Chinas Automobilindustrie erobert den Export

Nach der Absatzexplosion bei E-Mobilen in China folgt jetzt die Markteroberung in Südostasien und Europa. Deutsche Zulieferer profitieren vom Fertigungsboom in Asien.

Die Stärke der chinesischen Automobilhersteller könnte das Ende ihrer europäischen Konkurrenten sein. Carlos Tavares, Vorstandsvorsitzender des aus Steuergründen in den Niederlanden angesiedelten Automobilkonzerns Stellantis, strahlt da wenig Zuversicht aus.

Im Automobil-Darwinismus überleben: "Mehr arbeiten!"

Stellantis mit den Marken Peugeot, Citroën, Fiat, Opel und Chrysler zählt zu den größten europäischen Automobilkonzernen. Beim Car Symposium in Bochum sprach Tavares vom anstehenden Darwinismus in der Automobilindustrie und forderte die Beschäftigten auf, mehr zu arbeiten.

Die Produktivität auch bei Opel müsse dringend gesteigert werden. Zölle seien keine Lösung zum Schutz vor den innovativen chinesischen Konzernen, weil dadurch die Preise nur noch weiter steigen würden. Dies würde die Inflation weiter anheizen und letztlich in Europa zu sozialen Unruhen führen.

Es bestehe das große Risiko, dass die Bedeutung der Industrieproduktion für Europas Wirtschaftsleistung weiter abnehme und dem Kontinent nur noch die Rolle als Tourismusziel bliebe. "In zehn Jahren werden wir chinesische und amerikanische Touristen in Europa mit Kaffee bedienen", prognostiziert Tavares.

Die deutsche und europäische Automobilindustrie hat das Tempo der technischen Entwicklung hin zur Elektromobilität in der Volksrepublik China offensichtlich völlig falsch eingeschätzt. Das kann man auch den Worten von Markus Duesmann, dem Chef des Automobilherstellers Audi und Mitglied des Volkswagen-Konzernvorstands entnehmen, den Die Welt mit den Worten zitiert:

Ich glaube, wir müssen aufpassen, dass uns China bei dem Thema nicht überholt. China bewegt sich mit größter Geschwindigkeit und hat auch Nachhaltigkeit für sich entdeckt. Wir haben immer gedacht, dass die Entwicklung der Elektromobilität in China langsam verlaufen würde. Jetzt werden aber möglicherweise bereits 2025 über 50 Prozent der neu verkauften Pkw in den kleineren Fahrzeugsegmenten vollelektrisch sein und 2026 im Premiumsegment.
━━━━━━━━━━
▶ **Zu erledigende Aufgaben**:
#1 Beantworten Sie zum Text über Chinas Autoindustrie diese Fragen:
(a) Welche Marken gehören zu Stellantis?
(b) In welcher Stadt fand das Car Symposium statt, auf dem Tavares sprach?
(c) Welche Ämter hat Markus Duesmann inne?
#2 Geben Sie den Abschnitt aus dem Text über Chinas Autoindustrie, der mit „Stellantis mit den“ beginnt und mit „sozialen Unruhen führen.“ endet, unverändert wieder.
━━━━━━━━━━
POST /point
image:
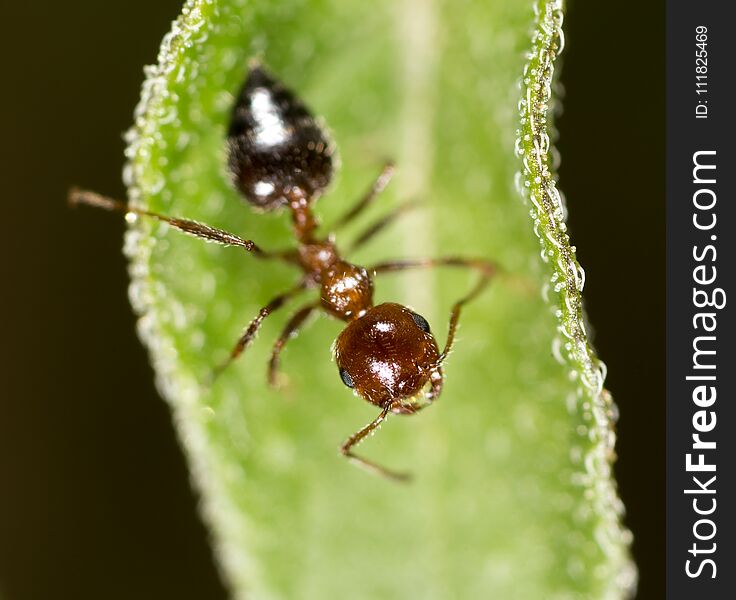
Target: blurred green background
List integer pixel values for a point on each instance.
(94, 496)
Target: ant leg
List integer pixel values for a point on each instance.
(194, 228)
(289, 331)
(378, 186)
(381, 224)
(356, 438)
(485, 268)
(250, 332)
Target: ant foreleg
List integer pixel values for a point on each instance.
(356, 438)
(378, 186)
(194, 228)
(250, 332)
(372, 230)
(485, 268)
(290, 330)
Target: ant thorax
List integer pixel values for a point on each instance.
(280, 157)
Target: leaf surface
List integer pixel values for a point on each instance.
(512, 496)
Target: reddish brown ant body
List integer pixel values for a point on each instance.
(279, 157)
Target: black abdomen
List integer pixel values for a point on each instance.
(277, 151)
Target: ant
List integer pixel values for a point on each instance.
(280, 157)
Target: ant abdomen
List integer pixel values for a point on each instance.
(278, 153)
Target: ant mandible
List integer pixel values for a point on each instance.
(280, 157)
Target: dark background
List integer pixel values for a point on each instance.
(94, 497)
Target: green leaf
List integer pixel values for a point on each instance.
(512, 496)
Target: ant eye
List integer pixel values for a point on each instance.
━━━━━━━━━━
▶ **Lösungen je Aufgabe**:
#1
(a) Peugeot, Citroën, Fiat, Opel und Chrysler
(b) Bochum
(c) Er ist Chef des Automobilherstellers Audi und Mitglied des Volkswagen-Konzernvorstands.

#2
Stellantis mit den Marken Peugeot, Citroën, Fiat, Opel und Chrysler zählt zu den größten europäischen Automobilkonzernen. Beim Car Symposium in Bochum sprach Tavares vom anstehenden Darwinismus in der Automobilindustrie und forderte die Beschäftigten auf, mehr zu arbeiten.

Die Produktivität auch bei Opel müsse dringend gesteigert werden. Zölle seien keine Lösung zum Schutz vor den innovativen chinesischen Konzernen, weil dadurch die Preise nur noch weiter steigen würden. Dies würde die Inflation weiter anheizen und letztlich in Europa zu sozialen Unruhen führen.